## ACTION ITEM:
Would you write out the whole listing below exactly as given?

## EXERCISE DATA:
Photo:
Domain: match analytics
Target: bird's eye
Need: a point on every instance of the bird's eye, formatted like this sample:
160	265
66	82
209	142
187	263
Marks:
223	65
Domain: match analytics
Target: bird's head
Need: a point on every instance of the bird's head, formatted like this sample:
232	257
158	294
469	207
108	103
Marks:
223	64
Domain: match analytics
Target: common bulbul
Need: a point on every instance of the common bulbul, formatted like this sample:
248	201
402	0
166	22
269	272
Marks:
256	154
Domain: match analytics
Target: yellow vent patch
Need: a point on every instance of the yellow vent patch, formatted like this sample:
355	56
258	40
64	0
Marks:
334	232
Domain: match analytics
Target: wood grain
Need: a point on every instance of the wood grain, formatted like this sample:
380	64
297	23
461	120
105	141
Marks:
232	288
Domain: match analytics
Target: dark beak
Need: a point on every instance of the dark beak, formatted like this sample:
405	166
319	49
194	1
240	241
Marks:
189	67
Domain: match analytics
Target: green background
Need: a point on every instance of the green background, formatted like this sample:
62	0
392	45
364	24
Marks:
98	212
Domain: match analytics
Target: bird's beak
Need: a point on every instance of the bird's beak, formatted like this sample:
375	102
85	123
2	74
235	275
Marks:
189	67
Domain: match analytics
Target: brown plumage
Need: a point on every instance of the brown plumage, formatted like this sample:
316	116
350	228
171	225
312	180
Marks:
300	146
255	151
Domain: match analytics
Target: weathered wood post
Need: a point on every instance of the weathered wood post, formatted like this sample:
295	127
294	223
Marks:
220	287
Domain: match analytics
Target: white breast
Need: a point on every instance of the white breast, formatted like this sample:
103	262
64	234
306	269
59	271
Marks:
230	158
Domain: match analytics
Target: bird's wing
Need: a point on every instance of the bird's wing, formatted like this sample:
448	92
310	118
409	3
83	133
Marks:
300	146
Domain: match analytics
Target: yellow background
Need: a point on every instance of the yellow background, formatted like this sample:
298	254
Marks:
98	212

## RESULT FOR THIS TASK:
Photo:
Domain: match analytics
Target: bird's eye
Need: a point on every instance of the bird's eye, formatted like this sample:
160	265
66	82
209	142
187	263
Marks:
223	65
Domain: match analytics
Target: bird's head
Need: a point on every instance of the bird's head, formatted like this sample:
232	257
158	294
469	207
108	103
Marks:
223	64
Domain: match analytics
Target: common bulbul
Need: a point on every instance of the common bulbul, formatted like this sample:
248	201
402	0
166	22
269	272
Marks:
256	154
Domain: match analytics
Target: yellow vent patch
Need: a point on every instance of the yellow vent patch, formatted like this sample:
355	56
258	40
64	0
Marks:
334	232
Domain: match analytics
Target: wood grain
Need: a point on every instance of the wood grain, formatted like this sample:
380	64
297	23
461	120
105	141
Marks:
232	288
Domain: match analytics
Target: dark beak
Need: a point on every instance of the dark beak, formatted like this sample:
405	166
319	49
194	1
240	241
Marks:
189	67
Domain: match analytics
Target: green background
Need: a point on every instance of the green background, formatted like this sample:
62	0
392	45
364	24
Marks:
98	212
Domain: match analytics
Target: bird's beak
Need: a point on every instance of the bird's beak, formatted like this sample:
375	102
85	123
2	74
235	275
Marks:
189	67
Domain: match analytics
Target: brown plumage
Need: a point on every instance of the brown plumage, formatted like this sample:
316	116
350	228
171	225
312	180
Marks:
300	146
255	151
Domain: match analytics
Target: weathered wood post
Need: a point on every instance of the weathered wood post, formatted like this sample:
295	127
294	223
Marks:
220	287
Domain: match analytics
Target: white breast
Need: a point on every instance of the white breast, formatted like this sample:
103	262
64	234
306	269
59	271
Marks:
230	158
Domain: match analytics
Target: bird's wing
Need: a point on every instance of the bird's wing, formatted like this sample:
448	92
310	118
409	3
83	133
Marks:
300	146
Domain: match analytics
Target: yellow background
Need: a point on every instance of the yellow background, formatted like this sample:
298	254
Marks:
98	212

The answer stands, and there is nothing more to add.